Input data section start
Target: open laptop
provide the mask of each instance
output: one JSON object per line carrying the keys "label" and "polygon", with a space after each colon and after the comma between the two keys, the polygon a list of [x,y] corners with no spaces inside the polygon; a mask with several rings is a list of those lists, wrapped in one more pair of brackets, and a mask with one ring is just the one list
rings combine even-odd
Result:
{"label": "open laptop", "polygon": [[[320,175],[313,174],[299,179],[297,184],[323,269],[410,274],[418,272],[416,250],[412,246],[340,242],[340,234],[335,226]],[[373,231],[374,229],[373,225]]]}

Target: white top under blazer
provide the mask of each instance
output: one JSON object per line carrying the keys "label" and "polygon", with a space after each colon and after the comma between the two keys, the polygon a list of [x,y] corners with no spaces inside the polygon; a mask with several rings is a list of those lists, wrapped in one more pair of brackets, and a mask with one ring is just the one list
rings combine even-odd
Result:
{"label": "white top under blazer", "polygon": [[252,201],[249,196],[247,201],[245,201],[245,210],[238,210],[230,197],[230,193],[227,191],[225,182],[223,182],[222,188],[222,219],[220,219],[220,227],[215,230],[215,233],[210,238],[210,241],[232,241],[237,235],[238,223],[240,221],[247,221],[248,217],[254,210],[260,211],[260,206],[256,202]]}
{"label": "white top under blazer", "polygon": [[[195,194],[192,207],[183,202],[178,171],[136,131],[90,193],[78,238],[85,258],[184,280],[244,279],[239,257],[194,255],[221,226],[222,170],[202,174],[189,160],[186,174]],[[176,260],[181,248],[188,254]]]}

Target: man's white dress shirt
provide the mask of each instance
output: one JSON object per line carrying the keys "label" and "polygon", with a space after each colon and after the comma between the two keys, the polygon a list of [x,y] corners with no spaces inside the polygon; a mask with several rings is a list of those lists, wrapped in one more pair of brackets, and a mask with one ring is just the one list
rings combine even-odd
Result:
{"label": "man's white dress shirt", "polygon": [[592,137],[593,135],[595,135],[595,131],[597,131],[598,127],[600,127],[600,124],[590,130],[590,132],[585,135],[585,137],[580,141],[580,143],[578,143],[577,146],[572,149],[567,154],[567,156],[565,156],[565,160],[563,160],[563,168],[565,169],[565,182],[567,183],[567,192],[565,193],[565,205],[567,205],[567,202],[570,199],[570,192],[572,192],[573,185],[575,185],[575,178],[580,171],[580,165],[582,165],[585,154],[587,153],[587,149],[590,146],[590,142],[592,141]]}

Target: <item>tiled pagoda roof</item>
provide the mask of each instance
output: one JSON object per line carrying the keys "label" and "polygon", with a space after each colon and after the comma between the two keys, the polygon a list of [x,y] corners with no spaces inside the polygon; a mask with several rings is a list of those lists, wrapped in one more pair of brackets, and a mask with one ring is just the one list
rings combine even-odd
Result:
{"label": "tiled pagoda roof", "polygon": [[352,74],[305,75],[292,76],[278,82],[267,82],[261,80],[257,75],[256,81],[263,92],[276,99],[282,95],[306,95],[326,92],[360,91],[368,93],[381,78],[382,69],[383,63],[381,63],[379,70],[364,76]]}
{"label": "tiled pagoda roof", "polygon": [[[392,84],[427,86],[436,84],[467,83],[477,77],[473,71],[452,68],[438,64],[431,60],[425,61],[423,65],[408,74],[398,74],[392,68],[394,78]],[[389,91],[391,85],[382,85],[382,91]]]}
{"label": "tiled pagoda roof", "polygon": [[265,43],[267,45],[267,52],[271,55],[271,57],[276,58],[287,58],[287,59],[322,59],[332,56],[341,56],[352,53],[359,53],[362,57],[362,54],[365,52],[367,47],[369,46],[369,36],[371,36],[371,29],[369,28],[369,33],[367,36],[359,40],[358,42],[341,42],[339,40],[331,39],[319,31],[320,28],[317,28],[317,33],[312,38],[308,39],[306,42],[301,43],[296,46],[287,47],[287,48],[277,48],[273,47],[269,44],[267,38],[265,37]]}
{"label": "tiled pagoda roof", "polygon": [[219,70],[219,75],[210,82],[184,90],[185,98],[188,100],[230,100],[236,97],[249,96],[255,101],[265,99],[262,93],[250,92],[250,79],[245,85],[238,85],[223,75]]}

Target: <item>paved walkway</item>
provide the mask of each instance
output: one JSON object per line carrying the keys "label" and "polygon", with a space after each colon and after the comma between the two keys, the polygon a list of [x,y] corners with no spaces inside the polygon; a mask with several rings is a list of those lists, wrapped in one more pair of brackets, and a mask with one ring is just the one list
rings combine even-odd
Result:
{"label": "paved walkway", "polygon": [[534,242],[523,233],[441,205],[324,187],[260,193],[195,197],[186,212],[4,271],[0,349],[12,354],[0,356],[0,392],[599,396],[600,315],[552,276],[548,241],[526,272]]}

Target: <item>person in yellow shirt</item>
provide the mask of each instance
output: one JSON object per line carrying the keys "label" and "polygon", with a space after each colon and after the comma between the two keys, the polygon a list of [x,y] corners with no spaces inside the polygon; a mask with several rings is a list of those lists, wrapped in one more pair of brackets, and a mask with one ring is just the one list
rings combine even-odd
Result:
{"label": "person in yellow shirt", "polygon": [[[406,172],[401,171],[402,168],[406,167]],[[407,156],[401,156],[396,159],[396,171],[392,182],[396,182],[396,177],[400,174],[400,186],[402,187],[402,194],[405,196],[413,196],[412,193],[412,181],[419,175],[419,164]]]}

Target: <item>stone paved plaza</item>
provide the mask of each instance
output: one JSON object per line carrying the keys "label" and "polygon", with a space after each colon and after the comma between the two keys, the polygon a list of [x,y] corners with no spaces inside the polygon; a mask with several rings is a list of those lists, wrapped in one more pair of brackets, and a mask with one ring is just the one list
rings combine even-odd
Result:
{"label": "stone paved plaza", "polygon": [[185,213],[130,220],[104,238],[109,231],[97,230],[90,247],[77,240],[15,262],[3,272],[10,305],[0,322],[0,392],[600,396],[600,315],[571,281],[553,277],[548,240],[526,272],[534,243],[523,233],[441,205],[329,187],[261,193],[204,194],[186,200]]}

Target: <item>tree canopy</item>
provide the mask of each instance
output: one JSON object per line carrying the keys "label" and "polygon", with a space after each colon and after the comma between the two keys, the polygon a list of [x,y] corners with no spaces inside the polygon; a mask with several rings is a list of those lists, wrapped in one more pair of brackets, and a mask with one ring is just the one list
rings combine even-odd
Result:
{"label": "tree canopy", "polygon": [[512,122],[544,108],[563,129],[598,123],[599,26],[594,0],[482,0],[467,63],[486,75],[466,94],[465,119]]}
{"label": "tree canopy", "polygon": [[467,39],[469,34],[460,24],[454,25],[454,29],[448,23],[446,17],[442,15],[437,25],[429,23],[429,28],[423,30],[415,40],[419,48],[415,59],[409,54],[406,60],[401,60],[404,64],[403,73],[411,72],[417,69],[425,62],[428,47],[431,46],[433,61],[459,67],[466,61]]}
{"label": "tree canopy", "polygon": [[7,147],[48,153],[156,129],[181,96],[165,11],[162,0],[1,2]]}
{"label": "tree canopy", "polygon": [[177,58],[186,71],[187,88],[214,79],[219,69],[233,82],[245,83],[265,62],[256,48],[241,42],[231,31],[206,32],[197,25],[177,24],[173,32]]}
Input data section end
- The task: Exact copies of all the records are to be printed.

- Exercise output:
Target: open laptop
provide the mask of each instance
output: one JSON object per line carrying the keys "label" and "polygon", with a space after each colon and after the comma between the two keys, the polygon a list of [x,y] corners with no spaces inside the polygon; a mask with several rings is a list of those lists, wrapped in one more pair of brackets, and a mask with one ring is just the one list
rings combine even-odd
Result:
{"label": "open laptop", "polygon": [[[320,175],[313,174],[299,179],[297,184],[323,269],[410,274],[418,272],[416,250],[412,246],[340,242],[340,234],[335,226]],[[373,231],[374,229],[373,225]]]}

Target: white top under blazer
provide the mask of each instance
output: one JSON object per line carrying the keys "label" and "polygon", with a space after each colon and after the comma between the two keys, the polygon a list of [x,y] corners with no spaces inside the polygon; a mask with several rings is a list of those lists, wrapped in one more pair of brackets, and a mask with one ring is just the one list
rings combine even-odd
Result:
{"label": "white top under blazer", "polygon": [[252,201],[249,196],[247,201],[245,201],[245,210],[238,210],[230,197],[230,193],[227,191],[225,182],[223,182],[222,188],[222,219],[220,219],[220,227],[215,230],[215,233],[210,238],[210,241],[232,241],[237,235],[238,223],[240,221],[247,221],[248,217],[254,210],[260,211],[260,206],[256,202]]}
{"label": "white top under blazer", "polygon": [[[195,194],[192,207],[183,202],[178,171],[136,131],[90,193],[78,238],[85,258],[184,280],[244,279],[239,257],[194,255],[221,226],[222,170],[202,174],[189,160],[186,174]],[[176,260],[181,248],[188,254]]]}

Target: man's white dress shirt
provide the mask of each instance
output: one JSON object per line carrying the keys "label" and "polygon", with a space after each colon and after the comma between the two keys, the polygon a list of [x,y] corners with no spaces inside the polygon; a mask with several rings is a list of those lists, wrapped in one more pair of brackets, and a mask with one ring is just the one list
rings combine even-odd
Result:
{"label": "man's white dress shirt", "polygon": [[592,137],[593,135],[595,135],[595,131],[597,131],[598,127],[600,127],[600,124],[590,130],[590,132],[585,135],[585,137],[580,141],[580,143],[578,143],[577,146],[572,149],[567,154],[567,156],[565,156],[565,160],[563,160],[563,168],[565,169],[565,182],[567,183],[567,192],[565,193],[565,205],[567,205],[567,202],[570,199],[570,192],[572,192],[573,185],[575,185],[575,178],[580,171],[580,165],[582,165],[585,154],[587,153],[587,149],[590,146],[590,142],[592,141]]}

Target: <item>tiled pagoda roof</item>
provide the mask of each instance
output: one JSON object per line carrying the keys "label" and "polygon", with a space after each colon and after the comma between the two keys, the polygon a list of [x,y] corners with no spaces inside the polygon; a mask with several rings is a list of those lists, wrapped in one more pair of brackets, and a mask with one ring is just the one list
rings combine even-odd
Result:
{"label": "tiled pagoda roof", "polygon": [[352,74],[305,75],[292,76],[278,82],[267,82],[261,80],[257,75],[256,81],[263,92],[276,99],[282,95],[306,95],[326,92],[360,91],[368,93],[381,78],[382,69],[383,63],[381,63],[379,70],[364,76]]}
{"label": "tiled pagoda roof", "polygon": [[[392,84],[427,86],[436,84],[467,83],[477,77],[473,71],[452,68],[438,64],[431,60],[425,61],[423,65],[408,74],[398,74],[392,68],[394,78]],[[389,91],[391,85],[382,85],[382,91]]]}
{"label": "tiled pagoda roof", "polygon": [[265,43],[267,45],[267,52],[271,55],[271,57],[276,58],[287,58],[287,59],[322,59],[332,56],[341,56],[352,53],[359,53],[362,57],[362,54],[365,52],[367,47],[369,46],[369,36],[371,36],[371,29],[369,28],[369,33],[367,36],[359,40],[358,42],[341,42],[339,40],[331,39],[319,31],[320,28],[317,28],[317,33],[312,38],[308,39],[306,42],[301,43],[296,46],[287,47],[287,48],[277,48],[273,47],[269,44],[267,38],[265,37]]}
{"label": "tiled pagoda roof", "polygon": [[219,70],[219,75],[210,82],[184,90],[185,98],[188,100],[230,100],[236,97],[249,96],[255,101],[265,99],[262,93],[250,92],[250,79],[245,85],[238,85],[223,75]]}

Target: <item>paved walkway</item>
provide the mask of each instance
output: one JSON object per line carrying the keys "label" and "polygon", with a space after each colon and after the comma between the two keys, the polygon a list of [x,y] corners with no spaces inside the polygon; a mask with several rings is a list of those lists, wrapped in one more pair of brackets, and a mask with one ring is just the one list
rings combine even-odd
Result:
{"label": "paved walkway", "polygon": [[534,242],[523,233],[441,205],[324,187],[260,193],[195,197],[186,212],[4,271],[0,349],[12,354],[0,356],[0,392],[599,396],[600,315],[552,276],[548,241],[526,272]]}

Target: <item>person in yellow shirt</item>
provide the mask of each instance
output: one JSON object per line carrying the keys "label" and "polygon", with a space after each colon and after the comma between the two keys, the polygon a list of [x,y] corners with no spaces inside the polygon; a mask with several rings is a list of those lists, wrapped in one more pair of brackets, and a mask with one ring is just the one list
rings combine even-odd
Result:
{"label": "person in yellow shirt", "polygon": [[[406,172],[401,171],[402,168],[406,167]],[[407,156],[401,156],[396,159],[396,171],[392,182],[396,182],[396,177],[400,174],[400,186],[402,187],[402,194],[405,196],[413,196],[412,193],[412,181],[419,175],[419,164]]]}

Target: <item>stone paved plaza</item>
provide the mask of each instance
output: one JSON object per line carrying the keys "label" and "polygon", with a space after each colon and after the comma between the two keys, the polygon a list of [x,y] corners with no spaces inside the polygon; a mask with several rings is a list of those lists, wrapped in one more pair of brackets, and a mask with one ring is just the one list
rings combine even-odd
Result:
{"label": "stone paved plaza", "polygon": [[185,213],[130,220],[104,238],[109,231],[97,230],[90,247],[77,240],[15,262],[3,272],[10,305],[0,322],[0,392],[600,396],[600,315],[571,281],[553,277],[548,240],[526,272],[534,243],[523,233],[441,205],[329,187],[261,193],[204,194],[186,200]]}

Target: <item>tree canopy</item>
provide the mask of each instance
output: one JSON object per line carrying the keys "label" and "polygon", with a space after each colon and after the comma between the two keys, the polygon a list of [x,y] corners with no spaces inside the polygon; a mask with several rings is a list of those lists, wrapped in one more pair of brackets, and a mask with one ring is just the one list
rings combine even-odd
Result:
{"label": "tree canopy", "polygon": [[512,122],[544,108],[563,129],[598,123],[599,26],[594,0],[482,0],[467,63],[486,75],[466,94],[465,119]]}
{"label": "tree canopy", "polygon": [[467,39],[469,34],[460,24],[454,25],[454,29],[448,23],[446,17],[442,15],[437,25],[429,23],[429,28],[423,30],[415,40],[419,48],[415,59],[409,54],[406,60],[401,60],[404,64],[403,73],[411,72],[417,69],[425,62],[428,47],[431,46],[433,61],[459,67],[466,61]]}
{"label": "tree canopy", "polygon": [[7,147],[48,153],[156,129],[181,96],[165,11],[162,0],[1,2]]}
{"label": "tree canopy", "polygon": [[177,58],[186,71],[187,88],[214,79],[219,69],[233,82],[245,83],[265,62],[256,48],[241,42],[231,31],[206,32],[197,25],[177,24],[173,32]]}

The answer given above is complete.